§ **Supplied records**:
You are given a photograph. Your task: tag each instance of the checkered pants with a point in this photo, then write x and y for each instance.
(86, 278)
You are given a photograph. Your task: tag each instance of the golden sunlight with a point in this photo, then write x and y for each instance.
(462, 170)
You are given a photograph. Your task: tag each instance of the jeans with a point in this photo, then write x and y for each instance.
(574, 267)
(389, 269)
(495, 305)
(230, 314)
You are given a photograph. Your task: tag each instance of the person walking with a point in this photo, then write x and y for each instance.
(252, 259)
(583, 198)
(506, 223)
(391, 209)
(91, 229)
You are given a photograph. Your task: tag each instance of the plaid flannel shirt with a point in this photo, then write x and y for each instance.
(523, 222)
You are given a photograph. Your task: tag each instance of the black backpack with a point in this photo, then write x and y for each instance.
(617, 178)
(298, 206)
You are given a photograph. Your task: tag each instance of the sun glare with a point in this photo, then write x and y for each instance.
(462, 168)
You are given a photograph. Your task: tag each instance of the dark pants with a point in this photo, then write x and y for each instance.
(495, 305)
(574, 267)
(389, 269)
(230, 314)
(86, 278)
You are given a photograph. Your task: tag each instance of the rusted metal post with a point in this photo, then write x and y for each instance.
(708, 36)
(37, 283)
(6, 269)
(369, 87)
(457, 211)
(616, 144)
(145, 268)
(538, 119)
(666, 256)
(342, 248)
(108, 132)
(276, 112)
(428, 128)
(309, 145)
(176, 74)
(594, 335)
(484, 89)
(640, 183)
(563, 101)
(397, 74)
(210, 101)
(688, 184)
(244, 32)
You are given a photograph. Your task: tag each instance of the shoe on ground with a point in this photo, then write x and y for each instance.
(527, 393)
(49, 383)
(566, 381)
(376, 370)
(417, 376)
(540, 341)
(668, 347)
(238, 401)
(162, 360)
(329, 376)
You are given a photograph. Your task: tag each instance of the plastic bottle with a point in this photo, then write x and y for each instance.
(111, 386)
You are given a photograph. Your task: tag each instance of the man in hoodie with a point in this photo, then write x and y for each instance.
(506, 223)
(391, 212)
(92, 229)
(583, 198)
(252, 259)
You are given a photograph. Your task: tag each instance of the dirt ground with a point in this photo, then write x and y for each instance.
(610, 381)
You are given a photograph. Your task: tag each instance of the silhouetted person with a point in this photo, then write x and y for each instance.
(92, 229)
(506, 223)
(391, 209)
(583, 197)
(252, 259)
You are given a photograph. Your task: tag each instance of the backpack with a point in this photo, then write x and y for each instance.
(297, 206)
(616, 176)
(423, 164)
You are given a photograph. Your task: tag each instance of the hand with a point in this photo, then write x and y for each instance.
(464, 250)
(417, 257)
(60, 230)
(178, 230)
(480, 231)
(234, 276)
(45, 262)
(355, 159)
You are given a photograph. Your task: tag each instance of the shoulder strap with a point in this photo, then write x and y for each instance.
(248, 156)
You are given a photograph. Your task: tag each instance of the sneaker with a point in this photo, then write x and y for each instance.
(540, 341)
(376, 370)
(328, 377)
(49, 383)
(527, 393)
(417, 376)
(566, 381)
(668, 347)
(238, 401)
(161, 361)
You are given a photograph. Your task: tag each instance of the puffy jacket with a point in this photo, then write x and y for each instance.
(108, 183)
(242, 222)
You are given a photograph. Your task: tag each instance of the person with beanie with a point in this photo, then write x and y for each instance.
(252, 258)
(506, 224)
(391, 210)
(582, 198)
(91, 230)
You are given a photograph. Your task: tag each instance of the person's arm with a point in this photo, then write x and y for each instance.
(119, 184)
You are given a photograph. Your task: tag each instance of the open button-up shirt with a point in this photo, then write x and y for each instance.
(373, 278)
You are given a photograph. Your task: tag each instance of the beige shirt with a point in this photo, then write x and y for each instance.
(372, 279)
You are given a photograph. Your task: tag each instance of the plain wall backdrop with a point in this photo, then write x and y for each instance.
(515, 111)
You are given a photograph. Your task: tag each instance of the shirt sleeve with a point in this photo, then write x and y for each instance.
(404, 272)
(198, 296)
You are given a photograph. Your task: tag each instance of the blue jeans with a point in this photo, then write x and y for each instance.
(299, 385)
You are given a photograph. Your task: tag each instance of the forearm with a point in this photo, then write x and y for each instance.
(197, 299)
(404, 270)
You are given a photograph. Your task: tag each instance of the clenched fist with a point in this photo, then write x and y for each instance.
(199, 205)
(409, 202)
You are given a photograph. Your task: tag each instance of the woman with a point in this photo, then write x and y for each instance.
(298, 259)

§ **Set exercise**:
Find the line containing "of the forearm", then output it and every line after it to the end of the data, exactly.

§ **Result of the exercise**:
You are given a photograph. Your task: tag each instance of the forearm with a point in this photo, then write x and y for each instance.
(197, 299)
(404, 270)
You are given a photograph. Your task: tag each instance of the clenched fist with a point in this photo, then write x and y for each instance.
(199, 205)
(409, 202)
You are given a photograph. Your task: tag each instance of the woman with a point in this photo, then write x and y for each instance.
(298, 259)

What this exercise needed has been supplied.